Copy everything from the start of the data down to the line containing "127 419 164 448", swapping "elk tail" for "deer tail" and leaving the rest untouched.
>> Begin
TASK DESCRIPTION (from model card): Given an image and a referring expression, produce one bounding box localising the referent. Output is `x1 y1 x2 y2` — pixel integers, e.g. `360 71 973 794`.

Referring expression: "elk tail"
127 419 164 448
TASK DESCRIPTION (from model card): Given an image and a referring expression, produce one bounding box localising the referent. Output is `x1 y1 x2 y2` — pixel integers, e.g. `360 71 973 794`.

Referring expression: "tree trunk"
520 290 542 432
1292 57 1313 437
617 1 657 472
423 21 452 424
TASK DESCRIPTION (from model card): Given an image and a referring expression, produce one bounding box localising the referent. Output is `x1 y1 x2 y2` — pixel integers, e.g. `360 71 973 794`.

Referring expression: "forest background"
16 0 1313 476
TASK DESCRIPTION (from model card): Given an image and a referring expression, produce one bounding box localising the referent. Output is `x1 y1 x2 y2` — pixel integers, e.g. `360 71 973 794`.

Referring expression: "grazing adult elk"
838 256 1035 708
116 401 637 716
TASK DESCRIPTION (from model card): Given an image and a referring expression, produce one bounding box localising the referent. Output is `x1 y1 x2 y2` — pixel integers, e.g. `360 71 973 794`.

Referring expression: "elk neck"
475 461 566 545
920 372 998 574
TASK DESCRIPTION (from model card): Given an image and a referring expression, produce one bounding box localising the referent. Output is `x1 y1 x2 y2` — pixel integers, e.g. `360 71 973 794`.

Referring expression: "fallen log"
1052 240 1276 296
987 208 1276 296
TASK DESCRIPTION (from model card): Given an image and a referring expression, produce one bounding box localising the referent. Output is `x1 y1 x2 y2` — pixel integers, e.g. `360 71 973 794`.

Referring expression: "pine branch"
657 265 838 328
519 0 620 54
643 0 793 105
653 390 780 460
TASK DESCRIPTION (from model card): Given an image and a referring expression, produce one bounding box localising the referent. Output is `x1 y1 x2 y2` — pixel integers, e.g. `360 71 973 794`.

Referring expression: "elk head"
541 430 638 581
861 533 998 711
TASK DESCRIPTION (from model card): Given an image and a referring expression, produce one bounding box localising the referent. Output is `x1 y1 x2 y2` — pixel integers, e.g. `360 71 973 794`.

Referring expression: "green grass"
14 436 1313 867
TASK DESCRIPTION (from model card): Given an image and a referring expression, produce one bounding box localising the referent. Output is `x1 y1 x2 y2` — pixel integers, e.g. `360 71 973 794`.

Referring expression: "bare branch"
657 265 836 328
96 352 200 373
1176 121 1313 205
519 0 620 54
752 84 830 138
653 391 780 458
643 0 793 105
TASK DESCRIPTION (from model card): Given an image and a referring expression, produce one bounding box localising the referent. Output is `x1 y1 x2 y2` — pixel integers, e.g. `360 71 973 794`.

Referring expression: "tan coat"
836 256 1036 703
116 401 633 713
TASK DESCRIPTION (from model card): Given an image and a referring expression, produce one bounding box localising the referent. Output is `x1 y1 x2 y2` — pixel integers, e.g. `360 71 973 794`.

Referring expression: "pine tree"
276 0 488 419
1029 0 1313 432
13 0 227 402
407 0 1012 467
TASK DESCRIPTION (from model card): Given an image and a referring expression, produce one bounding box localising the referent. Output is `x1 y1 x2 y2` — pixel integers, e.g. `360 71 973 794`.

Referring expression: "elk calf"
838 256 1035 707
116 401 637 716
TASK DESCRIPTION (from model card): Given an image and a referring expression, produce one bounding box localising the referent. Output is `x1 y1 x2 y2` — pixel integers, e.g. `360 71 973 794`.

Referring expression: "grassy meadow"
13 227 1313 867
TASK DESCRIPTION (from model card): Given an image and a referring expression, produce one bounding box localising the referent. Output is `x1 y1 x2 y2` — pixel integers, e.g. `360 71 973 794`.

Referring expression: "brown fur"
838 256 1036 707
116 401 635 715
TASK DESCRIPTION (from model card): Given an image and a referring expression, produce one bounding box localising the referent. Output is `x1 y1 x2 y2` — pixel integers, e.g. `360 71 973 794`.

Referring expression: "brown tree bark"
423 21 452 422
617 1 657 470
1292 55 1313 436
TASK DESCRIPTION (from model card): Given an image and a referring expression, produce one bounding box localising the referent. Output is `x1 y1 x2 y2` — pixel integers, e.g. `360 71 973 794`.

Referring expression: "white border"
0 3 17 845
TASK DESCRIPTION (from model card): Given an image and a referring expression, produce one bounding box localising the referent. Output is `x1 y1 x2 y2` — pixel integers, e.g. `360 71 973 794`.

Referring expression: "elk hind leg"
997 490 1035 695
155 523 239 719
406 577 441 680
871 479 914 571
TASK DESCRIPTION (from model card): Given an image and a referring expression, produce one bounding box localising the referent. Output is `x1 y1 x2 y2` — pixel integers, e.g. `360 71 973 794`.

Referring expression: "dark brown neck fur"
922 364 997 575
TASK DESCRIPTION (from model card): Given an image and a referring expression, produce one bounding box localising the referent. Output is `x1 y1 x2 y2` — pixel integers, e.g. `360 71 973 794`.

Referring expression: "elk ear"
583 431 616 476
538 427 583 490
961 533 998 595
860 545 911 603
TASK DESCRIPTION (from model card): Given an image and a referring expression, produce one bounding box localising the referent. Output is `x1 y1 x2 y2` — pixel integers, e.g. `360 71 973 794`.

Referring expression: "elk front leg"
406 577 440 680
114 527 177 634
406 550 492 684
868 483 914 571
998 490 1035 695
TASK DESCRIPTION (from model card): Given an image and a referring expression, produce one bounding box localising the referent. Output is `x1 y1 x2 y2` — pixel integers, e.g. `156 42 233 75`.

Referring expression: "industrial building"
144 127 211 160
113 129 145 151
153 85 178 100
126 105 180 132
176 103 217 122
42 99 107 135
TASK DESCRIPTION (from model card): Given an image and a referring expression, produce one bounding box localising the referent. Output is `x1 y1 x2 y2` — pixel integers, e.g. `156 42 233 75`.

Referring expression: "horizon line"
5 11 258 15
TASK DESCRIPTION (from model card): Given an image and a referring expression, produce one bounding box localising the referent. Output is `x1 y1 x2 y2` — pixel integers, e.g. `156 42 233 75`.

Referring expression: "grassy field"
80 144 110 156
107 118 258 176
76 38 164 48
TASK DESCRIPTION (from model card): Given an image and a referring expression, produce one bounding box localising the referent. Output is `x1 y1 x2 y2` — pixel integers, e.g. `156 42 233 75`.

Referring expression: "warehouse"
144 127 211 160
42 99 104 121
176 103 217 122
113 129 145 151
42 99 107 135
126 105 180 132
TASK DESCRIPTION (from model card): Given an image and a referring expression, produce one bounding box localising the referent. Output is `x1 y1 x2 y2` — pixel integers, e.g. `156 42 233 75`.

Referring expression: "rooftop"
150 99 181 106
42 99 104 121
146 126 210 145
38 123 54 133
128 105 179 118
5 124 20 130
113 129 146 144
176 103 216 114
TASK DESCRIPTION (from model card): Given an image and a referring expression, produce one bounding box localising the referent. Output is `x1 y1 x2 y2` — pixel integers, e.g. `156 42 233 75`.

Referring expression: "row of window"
>> End
_REPLY_:
TASK DESCRIPTION (from model card): Given an image and a referring expression, produce one bounding box localising the referent. Output is `x1 y1 x2 y2` — pixel integers, e.g. `360 71 973 794`.

Referring expression: "deer tail"
127 419 164 448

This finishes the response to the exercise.